● **Task goal**
Copy verbatim the lines of the items below, from the line containing "Where can you spot the concrete plaza?" through the line containing "348], [803, 254]]", inclusive, and output only those lines.

● **Entries**

══════

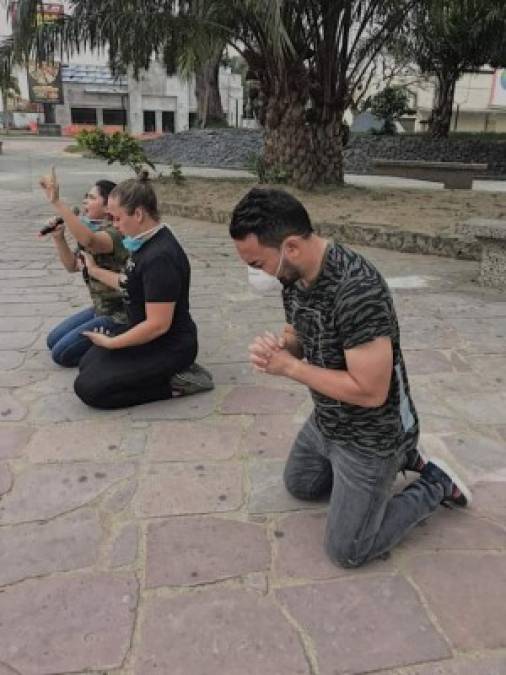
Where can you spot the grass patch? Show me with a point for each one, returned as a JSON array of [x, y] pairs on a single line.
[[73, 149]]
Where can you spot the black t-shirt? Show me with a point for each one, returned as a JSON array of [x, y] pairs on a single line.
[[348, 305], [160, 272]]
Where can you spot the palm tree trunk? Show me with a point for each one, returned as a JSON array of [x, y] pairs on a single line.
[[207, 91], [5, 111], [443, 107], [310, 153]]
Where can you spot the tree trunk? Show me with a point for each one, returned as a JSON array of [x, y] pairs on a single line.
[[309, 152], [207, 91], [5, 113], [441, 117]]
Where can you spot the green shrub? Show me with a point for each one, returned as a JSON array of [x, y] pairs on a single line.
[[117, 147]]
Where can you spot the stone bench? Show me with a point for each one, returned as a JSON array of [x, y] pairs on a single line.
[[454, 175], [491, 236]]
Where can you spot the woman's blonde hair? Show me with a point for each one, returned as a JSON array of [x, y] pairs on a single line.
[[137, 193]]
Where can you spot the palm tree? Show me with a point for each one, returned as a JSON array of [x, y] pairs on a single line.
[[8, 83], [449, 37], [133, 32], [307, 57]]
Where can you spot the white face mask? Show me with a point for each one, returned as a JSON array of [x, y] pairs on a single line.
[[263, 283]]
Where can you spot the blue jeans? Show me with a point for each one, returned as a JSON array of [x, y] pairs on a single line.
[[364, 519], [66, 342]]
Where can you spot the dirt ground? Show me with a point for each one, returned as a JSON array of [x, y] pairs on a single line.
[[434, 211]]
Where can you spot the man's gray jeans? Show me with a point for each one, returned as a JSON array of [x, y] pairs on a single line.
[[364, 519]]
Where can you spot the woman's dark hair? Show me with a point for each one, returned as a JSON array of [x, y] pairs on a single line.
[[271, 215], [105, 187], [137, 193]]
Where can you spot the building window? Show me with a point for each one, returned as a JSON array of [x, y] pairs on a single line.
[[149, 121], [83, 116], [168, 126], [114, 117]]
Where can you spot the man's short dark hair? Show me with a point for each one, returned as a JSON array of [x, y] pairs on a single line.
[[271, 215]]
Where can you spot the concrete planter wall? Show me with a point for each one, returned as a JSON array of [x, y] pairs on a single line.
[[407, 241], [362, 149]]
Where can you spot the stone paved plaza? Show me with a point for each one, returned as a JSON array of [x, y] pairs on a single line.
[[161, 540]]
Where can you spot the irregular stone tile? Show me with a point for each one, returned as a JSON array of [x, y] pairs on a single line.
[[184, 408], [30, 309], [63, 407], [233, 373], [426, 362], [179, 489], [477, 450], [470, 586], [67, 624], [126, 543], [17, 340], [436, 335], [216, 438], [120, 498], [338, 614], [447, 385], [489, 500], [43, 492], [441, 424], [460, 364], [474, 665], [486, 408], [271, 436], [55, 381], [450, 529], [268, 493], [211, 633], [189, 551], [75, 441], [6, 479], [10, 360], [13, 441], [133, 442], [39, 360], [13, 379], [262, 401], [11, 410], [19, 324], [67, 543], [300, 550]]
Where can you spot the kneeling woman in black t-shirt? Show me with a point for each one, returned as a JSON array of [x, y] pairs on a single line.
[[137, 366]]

══════

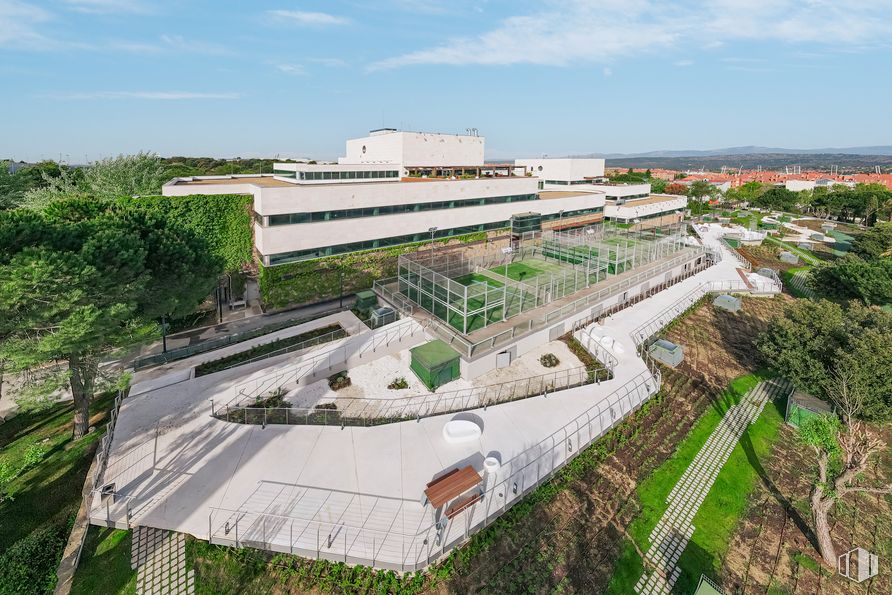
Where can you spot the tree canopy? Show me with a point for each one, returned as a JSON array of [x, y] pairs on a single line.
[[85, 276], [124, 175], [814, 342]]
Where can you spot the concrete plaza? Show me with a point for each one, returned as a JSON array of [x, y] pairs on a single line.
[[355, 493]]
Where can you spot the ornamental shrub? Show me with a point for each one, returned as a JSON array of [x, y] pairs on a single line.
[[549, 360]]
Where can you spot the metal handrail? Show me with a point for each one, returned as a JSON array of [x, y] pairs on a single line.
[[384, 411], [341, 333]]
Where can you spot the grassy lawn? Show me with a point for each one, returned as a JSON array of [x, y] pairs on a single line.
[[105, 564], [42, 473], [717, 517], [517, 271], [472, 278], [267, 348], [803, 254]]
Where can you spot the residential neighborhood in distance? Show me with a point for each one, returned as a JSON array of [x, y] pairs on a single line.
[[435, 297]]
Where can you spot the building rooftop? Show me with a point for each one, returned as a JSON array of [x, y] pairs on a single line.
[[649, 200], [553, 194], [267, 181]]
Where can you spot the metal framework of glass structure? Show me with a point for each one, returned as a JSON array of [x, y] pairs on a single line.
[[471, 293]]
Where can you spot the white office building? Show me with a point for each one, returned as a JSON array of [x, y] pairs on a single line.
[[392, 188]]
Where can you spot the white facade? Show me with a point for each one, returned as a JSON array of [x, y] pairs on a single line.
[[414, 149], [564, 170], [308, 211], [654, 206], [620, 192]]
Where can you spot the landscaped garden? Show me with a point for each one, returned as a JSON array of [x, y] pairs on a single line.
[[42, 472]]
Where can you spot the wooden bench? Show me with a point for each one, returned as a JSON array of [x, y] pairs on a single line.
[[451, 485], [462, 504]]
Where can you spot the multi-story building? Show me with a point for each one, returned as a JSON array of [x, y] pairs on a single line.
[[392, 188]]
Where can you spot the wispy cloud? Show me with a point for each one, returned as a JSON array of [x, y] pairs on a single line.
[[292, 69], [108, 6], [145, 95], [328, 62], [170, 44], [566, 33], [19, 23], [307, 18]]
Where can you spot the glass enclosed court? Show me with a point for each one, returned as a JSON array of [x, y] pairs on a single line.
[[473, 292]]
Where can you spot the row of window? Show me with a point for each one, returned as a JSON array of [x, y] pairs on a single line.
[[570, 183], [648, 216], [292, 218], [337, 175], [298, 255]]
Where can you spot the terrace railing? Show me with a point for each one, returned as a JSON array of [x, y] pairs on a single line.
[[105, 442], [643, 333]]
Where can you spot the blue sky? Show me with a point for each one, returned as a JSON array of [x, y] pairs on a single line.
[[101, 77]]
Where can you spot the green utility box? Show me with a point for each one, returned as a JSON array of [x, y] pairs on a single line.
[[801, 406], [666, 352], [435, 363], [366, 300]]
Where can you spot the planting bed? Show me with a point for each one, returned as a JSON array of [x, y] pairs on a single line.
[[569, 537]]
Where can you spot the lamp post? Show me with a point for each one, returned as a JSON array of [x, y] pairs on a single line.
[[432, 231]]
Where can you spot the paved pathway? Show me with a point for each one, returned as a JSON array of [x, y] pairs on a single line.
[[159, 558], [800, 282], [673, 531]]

══════

● **Expected answer**
Where can you spot the concrete plaza? Show me with a point for each one, returned as a JSON array of [x, y] pairs on a single line.
[[355, 493]]
Where can you spot the ornamental shrub? Show me with a point for each one, returned as a JSON array of [x, y] pairs on a single line.
[[549, 360]]
Where can you spot the metal handrail? Show me with a point for each one, returned as a JSON array of [x, y] pairs on a single line.
[[384, 411], [341, 333]]
Where can you spot the grassy lawn? Show me with a point for each one, returned as a JSON array of [x, y] pairs on a single line.
[[105, 564], [42, 473], [717, 517], [517, 271], [472, 278], [267, 348], [803, 254]]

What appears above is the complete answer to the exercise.